- **Task brief**: Show every line of the records that contains the word "black", treating case as significant.

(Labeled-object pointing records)
------------------------------------

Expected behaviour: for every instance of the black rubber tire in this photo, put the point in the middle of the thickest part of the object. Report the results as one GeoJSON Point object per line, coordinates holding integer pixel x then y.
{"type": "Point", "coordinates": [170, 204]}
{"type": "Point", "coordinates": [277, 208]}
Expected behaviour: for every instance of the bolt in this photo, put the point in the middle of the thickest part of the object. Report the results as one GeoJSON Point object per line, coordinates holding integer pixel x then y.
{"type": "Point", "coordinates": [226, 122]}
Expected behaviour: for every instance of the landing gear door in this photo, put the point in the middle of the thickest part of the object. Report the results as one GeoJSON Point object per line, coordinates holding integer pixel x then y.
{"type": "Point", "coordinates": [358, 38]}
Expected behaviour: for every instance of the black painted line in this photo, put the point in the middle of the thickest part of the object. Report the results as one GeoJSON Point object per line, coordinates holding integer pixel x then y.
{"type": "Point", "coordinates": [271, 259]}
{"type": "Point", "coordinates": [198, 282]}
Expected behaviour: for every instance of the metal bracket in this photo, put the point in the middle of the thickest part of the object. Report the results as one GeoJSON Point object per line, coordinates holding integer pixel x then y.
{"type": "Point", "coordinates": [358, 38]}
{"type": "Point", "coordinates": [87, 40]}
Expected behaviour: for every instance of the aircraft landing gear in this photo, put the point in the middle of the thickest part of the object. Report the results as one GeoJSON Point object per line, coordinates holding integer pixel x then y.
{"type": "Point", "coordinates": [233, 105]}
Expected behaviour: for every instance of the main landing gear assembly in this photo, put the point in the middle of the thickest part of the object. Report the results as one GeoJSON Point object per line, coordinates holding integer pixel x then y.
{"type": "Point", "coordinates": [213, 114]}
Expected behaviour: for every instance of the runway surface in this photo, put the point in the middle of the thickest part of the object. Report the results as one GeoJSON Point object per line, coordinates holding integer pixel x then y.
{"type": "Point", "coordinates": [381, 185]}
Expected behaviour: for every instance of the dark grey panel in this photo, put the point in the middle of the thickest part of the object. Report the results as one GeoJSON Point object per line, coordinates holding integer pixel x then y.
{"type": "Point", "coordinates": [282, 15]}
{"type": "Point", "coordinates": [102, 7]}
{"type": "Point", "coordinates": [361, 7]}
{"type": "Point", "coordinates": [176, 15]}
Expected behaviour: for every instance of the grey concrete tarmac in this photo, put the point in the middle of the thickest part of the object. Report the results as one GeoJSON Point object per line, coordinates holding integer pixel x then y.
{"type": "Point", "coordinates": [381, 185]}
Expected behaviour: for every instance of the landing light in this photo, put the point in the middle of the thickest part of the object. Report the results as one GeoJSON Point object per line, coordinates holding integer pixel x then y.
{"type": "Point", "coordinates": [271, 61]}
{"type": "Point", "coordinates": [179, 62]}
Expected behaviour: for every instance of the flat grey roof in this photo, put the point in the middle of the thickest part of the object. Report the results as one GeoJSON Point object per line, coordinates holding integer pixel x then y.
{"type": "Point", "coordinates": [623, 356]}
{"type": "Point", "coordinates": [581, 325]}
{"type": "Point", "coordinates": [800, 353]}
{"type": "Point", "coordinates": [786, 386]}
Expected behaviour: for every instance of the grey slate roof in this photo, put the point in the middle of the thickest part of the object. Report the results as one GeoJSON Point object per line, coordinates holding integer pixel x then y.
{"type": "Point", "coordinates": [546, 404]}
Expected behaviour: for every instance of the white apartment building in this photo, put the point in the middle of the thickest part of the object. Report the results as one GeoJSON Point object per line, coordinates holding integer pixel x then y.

------------------------------------

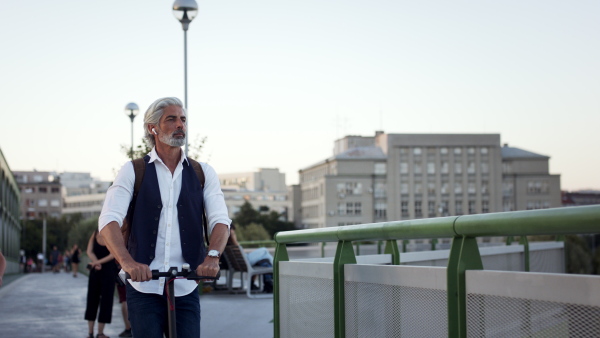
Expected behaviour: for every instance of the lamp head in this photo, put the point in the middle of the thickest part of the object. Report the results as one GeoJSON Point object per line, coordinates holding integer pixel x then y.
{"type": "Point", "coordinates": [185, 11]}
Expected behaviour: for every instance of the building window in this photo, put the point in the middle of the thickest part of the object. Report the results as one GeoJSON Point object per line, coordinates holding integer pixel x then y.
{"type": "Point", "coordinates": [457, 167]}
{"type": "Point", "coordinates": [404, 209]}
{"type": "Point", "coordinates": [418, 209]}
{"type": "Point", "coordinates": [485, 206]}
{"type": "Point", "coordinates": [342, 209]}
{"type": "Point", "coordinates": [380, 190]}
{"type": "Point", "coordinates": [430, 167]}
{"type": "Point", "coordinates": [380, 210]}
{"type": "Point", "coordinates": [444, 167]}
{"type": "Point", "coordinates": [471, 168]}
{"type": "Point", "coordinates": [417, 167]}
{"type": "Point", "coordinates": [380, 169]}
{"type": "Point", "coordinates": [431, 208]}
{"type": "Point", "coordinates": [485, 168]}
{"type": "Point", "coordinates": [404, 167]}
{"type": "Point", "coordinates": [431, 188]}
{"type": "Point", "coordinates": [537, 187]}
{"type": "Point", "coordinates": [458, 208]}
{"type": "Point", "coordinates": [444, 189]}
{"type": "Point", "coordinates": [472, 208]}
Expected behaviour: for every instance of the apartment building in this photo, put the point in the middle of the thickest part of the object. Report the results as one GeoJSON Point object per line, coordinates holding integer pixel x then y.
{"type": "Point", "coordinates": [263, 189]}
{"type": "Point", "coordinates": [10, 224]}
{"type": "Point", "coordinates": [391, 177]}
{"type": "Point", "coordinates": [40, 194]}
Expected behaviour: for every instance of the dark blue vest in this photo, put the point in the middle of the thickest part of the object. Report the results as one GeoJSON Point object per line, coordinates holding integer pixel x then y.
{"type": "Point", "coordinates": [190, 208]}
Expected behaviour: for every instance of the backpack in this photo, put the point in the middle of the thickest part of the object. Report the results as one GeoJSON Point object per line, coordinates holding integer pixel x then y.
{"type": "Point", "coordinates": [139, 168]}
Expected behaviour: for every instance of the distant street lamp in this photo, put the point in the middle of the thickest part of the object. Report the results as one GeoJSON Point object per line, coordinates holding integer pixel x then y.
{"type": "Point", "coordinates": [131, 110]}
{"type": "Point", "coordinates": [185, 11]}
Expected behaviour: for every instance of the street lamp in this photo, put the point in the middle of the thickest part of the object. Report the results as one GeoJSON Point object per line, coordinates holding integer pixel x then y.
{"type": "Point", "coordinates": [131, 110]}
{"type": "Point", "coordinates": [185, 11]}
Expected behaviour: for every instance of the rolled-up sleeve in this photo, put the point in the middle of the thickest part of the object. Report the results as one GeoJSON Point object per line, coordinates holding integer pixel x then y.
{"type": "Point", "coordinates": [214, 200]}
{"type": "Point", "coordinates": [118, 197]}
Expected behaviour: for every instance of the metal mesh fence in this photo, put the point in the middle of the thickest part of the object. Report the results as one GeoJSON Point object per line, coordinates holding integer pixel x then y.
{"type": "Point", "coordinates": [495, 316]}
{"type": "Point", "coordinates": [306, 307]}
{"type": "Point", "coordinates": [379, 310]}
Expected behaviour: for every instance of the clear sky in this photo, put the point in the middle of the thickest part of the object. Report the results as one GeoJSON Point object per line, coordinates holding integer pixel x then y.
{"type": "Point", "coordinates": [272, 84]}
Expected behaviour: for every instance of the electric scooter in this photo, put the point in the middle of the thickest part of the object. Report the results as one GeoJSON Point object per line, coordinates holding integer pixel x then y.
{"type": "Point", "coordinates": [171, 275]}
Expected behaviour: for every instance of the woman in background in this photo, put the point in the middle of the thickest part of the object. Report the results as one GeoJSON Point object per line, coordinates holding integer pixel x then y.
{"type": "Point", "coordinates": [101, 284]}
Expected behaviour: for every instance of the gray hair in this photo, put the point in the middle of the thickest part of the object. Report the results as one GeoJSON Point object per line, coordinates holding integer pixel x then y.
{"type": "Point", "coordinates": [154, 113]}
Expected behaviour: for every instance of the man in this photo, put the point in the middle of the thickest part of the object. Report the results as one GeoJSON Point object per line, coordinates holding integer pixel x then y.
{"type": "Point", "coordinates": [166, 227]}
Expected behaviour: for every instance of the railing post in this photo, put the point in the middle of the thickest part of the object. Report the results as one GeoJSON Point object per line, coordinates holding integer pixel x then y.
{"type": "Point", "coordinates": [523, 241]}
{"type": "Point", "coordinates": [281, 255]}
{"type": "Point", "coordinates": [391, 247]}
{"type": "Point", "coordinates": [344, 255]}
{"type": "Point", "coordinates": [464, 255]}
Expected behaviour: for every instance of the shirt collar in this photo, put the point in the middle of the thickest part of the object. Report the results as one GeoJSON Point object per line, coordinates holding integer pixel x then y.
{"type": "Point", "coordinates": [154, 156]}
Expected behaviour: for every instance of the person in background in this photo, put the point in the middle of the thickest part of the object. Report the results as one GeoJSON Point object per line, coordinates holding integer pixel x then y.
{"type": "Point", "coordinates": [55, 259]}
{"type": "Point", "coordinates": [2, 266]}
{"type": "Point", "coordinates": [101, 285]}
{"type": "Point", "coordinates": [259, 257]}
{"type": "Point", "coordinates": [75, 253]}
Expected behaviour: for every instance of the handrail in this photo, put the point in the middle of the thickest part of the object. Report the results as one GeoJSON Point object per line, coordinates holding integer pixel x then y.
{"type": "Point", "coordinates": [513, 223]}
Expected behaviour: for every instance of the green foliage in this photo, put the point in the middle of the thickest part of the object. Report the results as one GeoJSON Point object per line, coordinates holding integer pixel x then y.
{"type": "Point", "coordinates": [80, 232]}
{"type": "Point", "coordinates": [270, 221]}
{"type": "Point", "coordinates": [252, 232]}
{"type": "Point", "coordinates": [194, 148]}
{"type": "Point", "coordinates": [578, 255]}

------------------------------------

- **Solution to this problem**:
Expected behaviour: for every instance of the black rubber tire in this photo, put the point in the middle of the thickest part of the object. Report the results as one GeoJSON Point object per line, coordinates holding integer pixel x then y.
Expected behaviour: for every instance of the black painted line in this photo, put the point in the middle of the thickest part of the object. Report the results as one GeoJSON Point object per line, coordinates holding integer pixel x then y.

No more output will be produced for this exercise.